### Deine Aufgaben
1. Gib aus dem Text über Grétry den Teil zwischen „Im Schatten von“ und „der Ära trägt.“ wortgetreu aus, beide eingeschlossen.
2. Schreib den Text über Grétry ab der Stelle weiter, an der er aufhört.

### Zitierter Text
/---

Im Schatten von Gluck, vor dem Aufstieg Mozarts und mitten im Umbruch einer revolutionären Zeit: André-Ernest-Modeste Grétry war kein Nebenakteur, sondern ein Künstler, dessen Musik das Leben seiner Zeit widerspiegelt – mit Melodien, die wie Gespräche klingen, mit Opern, die Gesellschaft spiegeln, und mit einem Schicksal, das das Pathos der Ära trägt.
Am 11. Februar 1741 wurde André-Ernest-Modeste Grétry in Lüttich geboren, in eine Familie hineingeboren, in der Musik alltägliche Gegenwart war. Sein Vater François spielte die erste Geige an einer der Stiftskirchen, die Mutter hatte Gesangsausbildung, und so wuchs André als zweites von sechs Kindern in einem von Klang erfüllten Haus auf. Schon früh sang er als Chorknabe, lernte Violine und Cembalo und erhielt Unterricht in Generalbass, Harmonik und Kontrapunkt. Doch das Leben war für ihn nie nur Musik: Eine Tuberkulose, die ihn als Kind traf, begleitete ihn sein ganzes Leben, machte ihn schwach, ließ ihn Blut spucken und erinnerte ihn stets an die Zerbrechlichkeit des Daseins.

\---

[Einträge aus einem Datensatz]
/---

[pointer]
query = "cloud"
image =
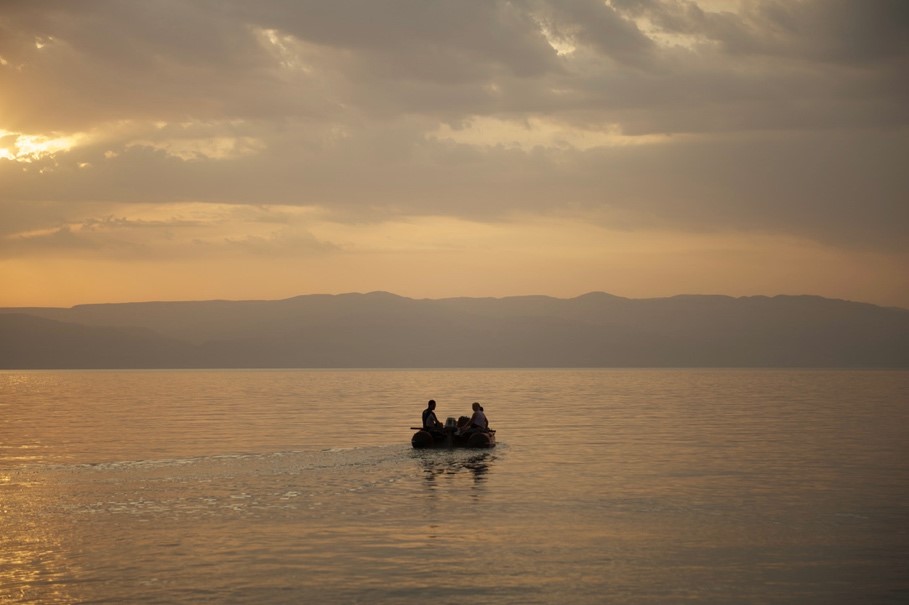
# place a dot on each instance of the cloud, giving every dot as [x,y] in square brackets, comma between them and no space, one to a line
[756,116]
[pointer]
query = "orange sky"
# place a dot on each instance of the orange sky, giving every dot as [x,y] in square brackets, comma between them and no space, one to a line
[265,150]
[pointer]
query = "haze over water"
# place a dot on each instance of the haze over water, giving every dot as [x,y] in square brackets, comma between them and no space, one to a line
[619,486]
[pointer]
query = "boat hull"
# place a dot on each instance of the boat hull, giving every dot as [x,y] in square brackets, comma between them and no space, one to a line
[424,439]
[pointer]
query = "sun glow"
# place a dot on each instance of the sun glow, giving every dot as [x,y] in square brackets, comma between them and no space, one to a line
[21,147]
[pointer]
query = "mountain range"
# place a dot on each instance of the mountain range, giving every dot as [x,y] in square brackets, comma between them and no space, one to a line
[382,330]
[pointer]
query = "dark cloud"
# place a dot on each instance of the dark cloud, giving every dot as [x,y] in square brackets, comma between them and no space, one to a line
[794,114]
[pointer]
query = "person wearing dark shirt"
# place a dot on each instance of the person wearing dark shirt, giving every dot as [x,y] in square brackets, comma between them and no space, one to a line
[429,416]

\---
/---

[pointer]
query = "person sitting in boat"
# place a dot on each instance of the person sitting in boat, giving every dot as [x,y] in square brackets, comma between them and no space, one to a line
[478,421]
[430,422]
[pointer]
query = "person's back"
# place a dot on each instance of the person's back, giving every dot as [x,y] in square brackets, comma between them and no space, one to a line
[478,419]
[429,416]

\---

### Antworten je Aufgabe
1.
Im Schatten von Gluck, vor dem Aufstieg Mozarts und mitten im Umbruch einer revolutionären Zeit: André-Ernest-Modeste Grétry war kein Nebenakteur, sondern ein Künstler, dessen Musik das Leben seiner Zeit widerspiegelt – mit Melodien, die wie Gespräche klingen, mit Opern, die Gesellschaft spiegeln, und mit einem Schicksal, das das Pathos der Ära trägt.

2.
Mit 19 Jahren brach er auf nach Rom – zu Fuß, voller Hunger nach Wissen. Dort erhielt er Unterricht unter anderem bei Giovanni Battista Casali und schrieb seine ersten Werke: kleine Quartette, Intermezzi, frühe musikalische Versuche, in denen bereits der feine Sinn für Melodie und die Nähe zum Gesang spürbar waren. Ein bedeutender Moment war seine Aufnahme in die Accademia Filarmonica in Bologna, die ihn nicht nur künstlerisch bestätigte, sondern ihn in den Kreis jener Musiker erhob, die international Anerkennung fanden.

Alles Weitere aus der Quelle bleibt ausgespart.